Heavy industry companies like Metinvest and ArcelorMittal Kryvyi Rih also helped by providing equipment for building defense lines around the city.
“All municipal equipment we have was involved, of course. Plus, we took heavy equipment from the quarries, dug trenches around the city, built fortifications inside it,” Vilkul said.
Some of this equipment helped block the roads leading to Kryvyi Rih from the south. Some of them remain blocked today.
“Where we could, we blocked the roads with BelAZ dump trucks, big bulldozers, shot their tires…$10 million worth of mining equipment was laid to rest there.”
A changed man?
Vilkul is convinced that Kryvyi Rih was among Russia’s primary targets to take over because of its industries and central location.
According to Vilkul, his former allies from the Party of Regions, ex-lawmaker Oleh Tsariov and ex-interior minister Vitaliy Zakharchenko, who both live in Russia now, reached out to him, calling on him to surrender and collaborate. He says he refused.
To demonstrate his pro-Ukraine stance even more, Vilkul, a Russian speaker, has recently switched to the Ukrainian language and encouraged residents of Kryvyi Rih to do the same.
“Language is also our weapon,” he said on his Telegram channel in early July, announcing the launch of free classes in the city for those who want to learn Ukrainian.
When asked why he didn’t act as patriotically as now back in 2014, when Russia annexed Crimea and invaded Donbas for the first time, he said that it only “seemed” that he was being unpatriotic.
He, however, acknowledged a change in some of his views.
"Before Feb. 24, I believed that the non-aligned status of NATO was more efficient for us… It was a mistake. Yes, I was wrong," he said, emphasizing that now he is "100% for" joining NATO.
Another mistake, Vilkul said, was his belief Ukraine must implement the Minsk Agreements, a series of treaties brokered by the OSCE, France, and Germany that Russia and Ukraine first signed in 2014 and amended in 2015, aiming to end the war in the Donbas.
“I believed that the path to resolving the situation lies through peaceful negotiations…After Feb. 24, I realized that the path to peace lies only through the battlefield and will be defined by the number of coffins that will be taken from here for Russia,” Vilkul said.
He denied ever being “pro-Russian,” saying that his past political stances were dictated by what he thought was best for the country at the time.
Forgetting past rivalries
Some of Vilkul’s enemies, on the contrary, turned into allies after the war broke out. Among them was Borys Filatov, mayor of Dnipro, a regional center 150 kilometers northeast of Kryvyi Rih.
The two were fierce rivals during the 2015 and 2020 mayoral elections. Filatov won both times, while Vilkul came second in 2015 and third in 2020. During the races, the two didn’t hold back in their public criticism and insults of each other.

* [DATA SHOWN]

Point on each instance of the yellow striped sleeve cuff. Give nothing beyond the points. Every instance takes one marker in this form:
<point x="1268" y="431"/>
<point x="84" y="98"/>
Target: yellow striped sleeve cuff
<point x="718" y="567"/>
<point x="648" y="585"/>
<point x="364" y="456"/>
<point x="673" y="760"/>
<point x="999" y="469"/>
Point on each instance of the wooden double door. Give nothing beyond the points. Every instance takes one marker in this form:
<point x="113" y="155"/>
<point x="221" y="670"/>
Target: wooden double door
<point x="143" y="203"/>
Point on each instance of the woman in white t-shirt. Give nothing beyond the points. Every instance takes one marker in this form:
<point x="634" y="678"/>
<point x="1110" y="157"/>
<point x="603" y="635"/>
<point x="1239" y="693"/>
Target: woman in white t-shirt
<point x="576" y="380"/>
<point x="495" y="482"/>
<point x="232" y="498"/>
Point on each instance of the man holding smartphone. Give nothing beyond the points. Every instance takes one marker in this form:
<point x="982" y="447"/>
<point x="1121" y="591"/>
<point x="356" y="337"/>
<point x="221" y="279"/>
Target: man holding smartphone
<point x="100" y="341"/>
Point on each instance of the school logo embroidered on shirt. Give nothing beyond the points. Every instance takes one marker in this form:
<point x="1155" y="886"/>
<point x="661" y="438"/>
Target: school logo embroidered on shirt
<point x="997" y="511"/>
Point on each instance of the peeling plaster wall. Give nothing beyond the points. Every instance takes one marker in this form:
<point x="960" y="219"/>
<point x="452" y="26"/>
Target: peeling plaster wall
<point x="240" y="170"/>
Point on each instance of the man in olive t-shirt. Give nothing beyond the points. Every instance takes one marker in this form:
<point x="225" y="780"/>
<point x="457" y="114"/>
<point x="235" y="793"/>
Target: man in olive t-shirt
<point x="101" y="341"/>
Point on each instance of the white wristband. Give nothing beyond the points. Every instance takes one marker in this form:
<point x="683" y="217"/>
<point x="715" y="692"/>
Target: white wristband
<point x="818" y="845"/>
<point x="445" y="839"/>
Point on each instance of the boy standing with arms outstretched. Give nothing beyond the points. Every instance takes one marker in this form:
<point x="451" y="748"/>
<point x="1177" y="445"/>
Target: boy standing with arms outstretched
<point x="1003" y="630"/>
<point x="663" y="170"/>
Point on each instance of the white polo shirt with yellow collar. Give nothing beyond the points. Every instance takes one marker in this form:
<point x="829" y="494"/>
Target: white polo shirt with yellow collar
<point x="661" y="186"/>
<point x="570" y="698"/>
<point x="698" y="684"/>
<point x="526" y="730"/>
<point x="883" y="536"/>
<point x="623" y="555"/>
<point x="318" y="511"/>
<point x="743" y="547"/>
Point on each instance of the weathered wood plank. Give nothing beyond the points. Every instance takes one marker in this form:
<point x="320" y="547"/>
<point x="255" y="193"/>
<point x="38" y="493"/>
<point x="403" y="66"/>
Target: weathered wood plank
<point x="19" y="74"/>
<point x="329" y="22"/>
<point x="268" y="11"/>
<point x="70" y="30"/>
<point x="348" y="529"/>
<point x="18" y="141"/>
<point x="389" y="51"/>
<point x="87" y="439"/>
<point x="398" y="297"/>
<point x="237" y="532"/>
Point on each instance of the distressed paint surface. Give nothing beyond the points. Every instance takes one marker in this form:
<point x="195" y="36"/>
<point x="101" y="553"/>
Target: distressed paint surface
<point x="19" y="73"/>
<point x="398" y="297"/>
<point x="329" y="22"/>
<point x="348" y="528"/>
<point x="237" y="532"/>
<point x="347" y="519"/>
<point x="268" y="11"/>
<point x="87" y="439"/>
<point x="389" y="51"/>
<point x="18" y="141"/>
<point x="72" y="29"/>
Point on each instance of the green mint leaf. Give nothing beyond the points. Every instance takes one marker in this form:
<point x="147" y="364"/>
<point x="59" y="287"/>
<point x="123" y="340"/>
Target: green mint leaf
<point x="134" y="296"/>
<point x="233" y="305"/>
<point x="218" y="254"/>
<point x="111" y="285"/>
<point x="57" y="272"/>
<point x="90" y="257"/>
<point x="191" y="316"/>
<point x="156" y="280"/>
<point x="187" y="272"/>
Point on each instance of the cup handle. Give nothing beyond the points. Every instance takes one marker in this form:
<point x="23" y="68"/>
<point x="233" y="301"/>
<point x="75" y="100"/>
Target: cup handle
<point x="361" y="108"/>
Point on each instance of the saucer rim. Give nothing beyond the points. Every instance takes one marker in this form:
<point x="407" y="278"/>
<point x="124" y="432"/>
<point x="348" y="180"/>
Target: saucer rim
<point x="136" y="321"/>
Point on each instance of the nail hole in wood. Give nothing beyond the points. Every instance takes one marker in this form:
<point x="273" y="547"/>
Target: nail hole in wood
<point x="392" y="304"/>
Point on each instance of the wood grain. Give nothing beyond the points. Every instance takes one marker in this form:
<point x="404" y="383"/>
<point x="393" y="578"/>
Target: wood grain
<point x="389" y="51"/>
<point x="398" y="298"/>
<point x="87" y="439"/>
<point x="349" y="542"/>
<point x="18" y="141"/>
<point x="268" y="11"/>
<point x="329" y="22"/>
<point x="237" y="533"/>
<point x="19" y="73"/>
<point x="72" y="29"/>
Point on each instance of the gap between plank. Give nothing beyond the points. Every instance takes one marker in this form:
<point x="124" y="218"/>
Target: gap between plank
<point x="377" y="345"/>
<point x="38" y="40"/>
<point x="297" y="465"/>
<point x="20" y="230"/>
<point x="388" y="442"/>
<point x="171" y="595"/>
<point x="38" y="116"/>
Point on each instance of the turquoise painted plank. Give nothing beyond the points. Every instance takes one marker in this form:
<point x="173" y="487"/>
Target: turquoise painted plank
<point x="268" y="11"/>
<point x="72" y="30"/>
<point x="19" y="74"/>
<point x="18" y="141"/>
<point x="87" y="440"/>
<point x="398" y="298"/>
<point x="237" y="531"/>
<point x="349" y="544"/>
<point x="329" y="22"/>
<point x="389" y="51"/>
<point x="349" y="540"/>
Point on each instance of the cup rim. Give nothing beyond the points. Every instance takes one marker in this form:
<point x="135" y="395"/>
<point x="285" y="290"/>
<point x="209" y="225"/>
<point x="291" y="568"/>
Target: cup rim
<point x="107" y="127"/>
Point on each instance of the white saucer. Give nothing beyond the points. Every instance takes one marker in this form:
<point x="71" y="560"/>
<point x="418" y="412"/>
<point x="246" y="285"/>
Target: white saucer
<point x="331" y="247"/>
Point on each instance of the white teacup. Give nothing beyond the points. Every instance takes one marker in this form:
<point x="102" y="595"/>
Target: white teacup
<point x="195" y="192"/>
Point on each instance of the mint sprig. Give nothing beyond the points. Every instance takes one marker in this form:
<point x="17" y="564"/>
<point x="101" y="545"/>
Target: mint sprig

* [WHAT IS EXPECTED] Swap "residents" for "citizens" and give the article about Vilkul again, starting at "To demonstrate his" and ending at "do the same.". Answer using only the information in the article about Vilkul.

* [EXERCISE RESULT]
To demonstrate his pro-Ukraine stance even more, Vilkul, a Russian speaker, has recently switched to the Ukrainian language and encouraged citizens of Kryvyi Rih to do the same.